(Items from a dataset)
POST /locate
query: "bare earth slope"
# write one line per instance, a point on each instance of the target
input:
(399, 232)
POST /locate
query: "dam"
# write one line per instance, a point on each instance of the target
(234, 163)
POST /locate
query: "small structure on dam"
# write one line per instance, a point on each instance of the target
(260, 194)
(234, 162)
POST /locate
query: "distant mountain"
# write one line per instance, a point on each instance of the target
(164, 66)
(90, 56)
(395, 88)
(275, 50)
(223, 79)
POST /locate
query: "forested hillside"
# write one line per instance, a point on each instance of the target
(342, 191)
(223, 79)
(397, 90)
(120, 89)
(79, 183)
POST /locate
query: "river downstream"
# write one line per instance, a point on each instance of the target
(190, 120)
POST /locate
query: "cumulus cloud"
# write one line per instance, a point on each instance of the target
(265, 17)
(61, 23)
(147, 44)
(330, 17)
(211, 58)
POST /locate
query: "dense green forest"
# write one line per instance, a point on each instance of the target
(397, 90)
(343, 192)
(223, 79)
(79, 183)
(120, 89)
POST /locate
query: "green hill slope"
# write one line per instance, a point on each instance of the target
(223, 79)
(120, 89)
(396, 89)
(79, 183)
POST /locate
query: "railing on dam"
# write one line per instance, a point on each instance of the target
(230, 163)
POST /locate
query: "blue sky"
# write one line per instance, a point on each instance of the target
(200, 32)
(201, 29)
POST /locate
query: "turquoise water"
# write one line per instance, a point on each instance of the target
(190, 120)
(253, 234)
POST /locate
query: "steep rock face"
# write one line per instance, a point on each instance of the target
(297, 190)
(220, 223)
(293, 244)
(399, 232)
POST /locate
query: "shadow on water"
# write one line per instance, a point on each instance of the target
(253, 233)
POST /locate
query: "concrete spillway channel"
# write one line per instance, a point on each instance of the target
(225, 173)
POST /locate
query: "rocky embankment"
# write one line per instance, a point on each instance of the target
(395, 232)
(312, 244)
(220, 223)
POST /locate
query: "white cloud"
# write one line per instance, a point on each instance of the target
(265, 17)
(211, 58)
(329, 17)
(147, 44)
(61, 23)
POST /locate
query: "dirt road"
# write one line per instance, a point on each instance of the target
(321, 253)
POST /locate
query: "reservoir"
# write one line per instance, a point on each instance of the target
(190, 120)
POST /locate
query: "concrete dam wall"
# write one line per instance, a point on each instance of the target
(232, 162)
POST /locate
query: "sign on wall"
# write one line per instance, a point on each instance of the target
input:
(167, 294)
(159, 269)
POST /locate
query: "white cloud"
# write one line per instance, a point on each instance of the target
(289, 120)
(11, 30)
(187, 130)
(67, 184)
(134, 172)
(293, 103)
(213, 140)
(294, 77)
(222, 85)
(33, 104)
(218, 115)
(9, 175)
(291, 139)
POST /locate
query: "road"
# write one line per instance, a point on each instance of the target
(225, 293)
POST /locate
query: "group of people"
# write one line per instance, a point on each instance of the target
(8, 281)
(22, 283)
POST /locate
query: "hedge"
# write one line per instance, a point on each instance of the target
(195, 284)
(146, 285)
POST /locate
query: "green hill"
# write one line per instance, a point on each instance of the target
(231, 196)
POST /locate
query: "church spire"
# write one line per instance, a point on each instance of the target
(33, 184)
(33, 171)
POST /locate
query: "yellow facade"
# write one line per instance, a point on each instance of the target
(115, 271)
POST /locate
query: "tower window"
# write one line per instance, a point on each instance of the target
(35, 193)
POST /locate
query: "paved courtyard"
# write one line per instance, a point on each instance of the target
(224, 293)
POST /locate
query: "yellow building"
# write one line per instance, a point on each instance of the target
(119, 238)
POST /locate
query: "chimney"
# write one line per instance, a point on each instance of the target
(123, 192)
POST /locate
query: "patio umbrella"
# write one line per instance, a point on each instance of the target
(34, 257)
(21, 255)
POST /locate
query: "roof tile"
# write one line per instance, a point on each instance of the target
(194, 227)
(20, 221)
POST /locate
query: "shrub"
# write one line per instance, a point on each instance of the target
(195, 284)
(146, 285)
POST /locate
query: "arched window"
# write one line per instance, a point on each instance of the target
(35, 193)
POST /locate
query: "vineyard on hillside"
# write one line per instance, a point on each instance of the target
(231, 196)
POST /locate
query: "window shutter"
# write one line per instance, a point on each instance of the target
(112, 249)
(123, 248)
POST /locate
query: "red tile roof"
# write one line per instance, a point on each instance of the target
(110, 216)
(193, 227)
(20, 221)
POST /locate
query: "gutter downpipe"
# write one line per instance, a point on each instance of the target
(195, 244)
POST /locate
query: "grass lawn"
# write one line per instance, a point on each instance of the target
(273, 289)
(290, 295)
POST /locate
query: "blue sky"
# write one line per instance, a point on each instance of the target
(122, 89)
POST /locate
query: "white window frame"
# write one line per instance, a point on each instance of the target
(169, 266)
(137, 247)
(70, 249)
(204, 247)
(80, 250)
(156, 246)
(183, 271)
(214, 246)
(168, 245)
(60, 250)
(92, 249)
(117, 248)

TASK DETAILS = Where a line of the data contains "window", copy that line.

FINAL ANSWER =
query: "tower window"
query: "arched window"
query: "window shutter"
query: "white window frame"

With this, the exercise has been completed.